● Отрывок:
--- --- ---

Всегда открытый, честный без тени зазнайства, даже в ту пору, когда стал московской фигурой, и дружить с ним и бывать у них сделалось престижно. Безмерная доброта, отзывчивость, готовность помочь неизменно поражали. Но в гневе мог и крушить, и стучать палкой, как после второй книги Н.Я.Мандельштам: «Вы не вдова, — вы тень Мандельштама». (…) Любил застолья и пел громче всех, заглушая остальных. «Я знаю, чем ты берешь, — говорила его приемная дочь Света, — ты текст знаешь. Репертуар — и «Товарищ Сталин, вы большой ученый», и геологические, и частушки: «подружка моя, я еще девица, отчего же у меня началась грудница, (…) напиши скорее, эту гадость над тобой сделали евреи» (без всяких комплексов). Надо было видеть, как однажды у общих друзей они вместе с К.Богатыревым на безупречном немецком, притоптывая и дирижируя себе вилками, распевали песенку из «Девушки моей мечты».

Всюду, где бы он ни появлялся, его окружала толпа друзей и знакомых. Подмосковный поселок Жуковка на долгое время превратился в околокопелевский клан — жили и дети, и внуки, и родители, и многочисленные друзья и знакомые. Любвеобилие и общительность привлекали к нему сердца всех — подавальщицы, подходя к его столику, будь то в Коктебеле или Малеевке, расплывались в улыбках. В том же Коктебеле 9 мая с середины 70-х у почты перед телефонными будками собиралась не просто очередь, толпа. Л.З., особенно чтивший, как все фронтовики, этот день, поздравлял своих бесчисленных друзей — московских и ленинградских, и кто в Париже, и кто в Нью-Йорке, и от него же честное признание: самое страшное — атака, мне два раза приходилось ходить, бежишь до первой ямки…(«Я только раз видала рукопашный… кто говорит, что на войне не страшно, тот ничего не знает о войне». — Ю.Друнина).

--- --- ---

● Фрагмент данных:
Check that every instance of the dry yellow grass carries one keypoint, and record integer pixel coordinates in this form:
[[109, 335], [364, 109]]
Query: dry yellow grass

--- --- ---

● Задания:
a – Проверьте по отрывку утверждения (i) В Коктебеле 9 мая у почты собиралась толпа; (ii) Песенку из «Девушки моей мечты» пели по-французски; (iii) В атаку ему довелось ходить один раз. Для каждого дайте ответ «да» или «нет» и дословно процитируйте решающие слова.
b – Ответьте на вопросы по отрывку:
(i) Какой подмосковный поселок превратился в околокопелевский клан?
(ii) С кем он распевал песенку из «Девушки моей мечты»?
(iii) Что он назвал самым страшным?
Строки здесь никакой роли не играют.

● Решения:
a –
(i) Да: «В том же Коктебеле 9 мая с середины 70-х у почты перед телефонными будками собиралась не просто очередь, толпа».
(ii) Нет: «на безупречном немецком».
(iii) Нет: «мне два раза приходилось ходить».

b –
(i) Жуковка.
(ii) С К.Богатыревым.
(iii) Атаку.